[TASK INSTRUCTIONS]
Reproduce all the rows below with every occurrence of "photograph" changed to "image", leaving everything else unchanged. Omit the pictures from your answer.

[INPUT MATERIAL]
——

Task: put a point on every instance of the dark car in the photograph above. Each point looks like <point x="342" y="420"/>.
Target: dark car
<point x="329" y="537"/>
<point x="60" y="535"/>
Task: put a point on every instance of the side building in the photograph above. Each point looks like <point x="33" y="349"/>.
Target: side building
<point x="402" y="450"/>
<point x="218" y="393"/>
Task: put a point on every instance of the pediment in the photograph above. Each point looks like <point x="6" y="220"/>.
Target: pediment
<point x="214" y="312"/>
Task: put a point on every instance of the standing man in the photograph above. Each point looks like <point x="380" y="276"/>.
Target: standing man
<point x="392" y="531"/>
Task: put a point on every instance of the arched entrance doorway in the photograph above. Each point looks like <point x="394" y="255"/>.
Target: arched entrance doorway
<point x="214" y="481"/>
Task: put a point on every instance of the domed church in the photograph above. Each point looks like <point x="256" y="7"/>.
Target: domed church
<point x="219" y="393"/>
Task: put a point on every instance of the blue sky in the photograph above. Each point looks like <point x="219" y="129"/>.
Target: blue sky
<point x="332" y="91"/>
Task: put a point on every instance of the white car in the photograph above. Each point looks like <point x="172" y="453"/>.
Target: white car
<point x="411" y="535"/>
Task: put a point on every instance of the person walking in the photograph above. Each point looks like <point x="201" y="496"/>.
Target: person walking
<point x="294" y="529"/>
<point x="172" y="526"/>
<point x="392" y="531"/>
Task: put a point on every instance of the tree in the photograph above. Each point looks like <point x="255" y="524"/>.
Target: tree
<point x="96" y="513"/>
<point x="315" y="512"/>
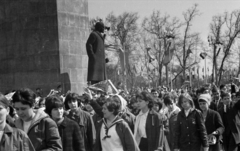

——

[FULL ANSWER]
Task: put a point on every instance of the dark car in the image above. Each point looks like <point x="342" y="420"/>.
Target: dark car
<point x="329" y="537"/>
<point x="60" y="535"/>
Task: put a point on every instance of the side building in the image above. Each point looks like <point x="33" y="349"/>.
Target: side building
<point x="402" y="450"/>
<point x="218" y="393"/>
Task: put a point on every instance of the pediment in the image above. Each point looks like <point x="6" y="220"/>.
Target: pediment
<point x="214" y="312"/>
Task: put a point on every instance of the standing man in the image above. Each point looks like <point x="380" y="276"/>.
Target: standing man
<point x="392" y="531"/>
Task: put a point on every instance of the arched entrance doorway in the image above. Each point looks like <point x="394" y="255"/>.
Target: arched entrance doorway
<point x="214" y="481"/>
Task: put a point on every instance of the domed church in the image above. Each point looks like <point x="256" y="7"/>.
Target: domed church
<point x="219" y="393"/>
Task: put a point on every instance of the blue sky in the image above. Each point looks like <point x="219" y="129"/>.
Target: blue sky
<point x="332" y="91"/>
Task: put a point on every instance of the white car in the image above. Each point looks like <point x="172" y="453"/>.
Target: white car
<point x="411" y="535"/>
Task: put a point on every instance of the person walking in the image above. Each point looks like <point x="201" y="496"/>.
Target: person walking
<point x="294" y="529"/>
<point x="172" y="526"/>
<point x="392" y="531"/>
Task: put a point on every instance of the tree in the image above. Each point looks like <point x="255" y="524"/>.
Target: tree
<point x="96" y="513"/>
<point x="315" y="512"/>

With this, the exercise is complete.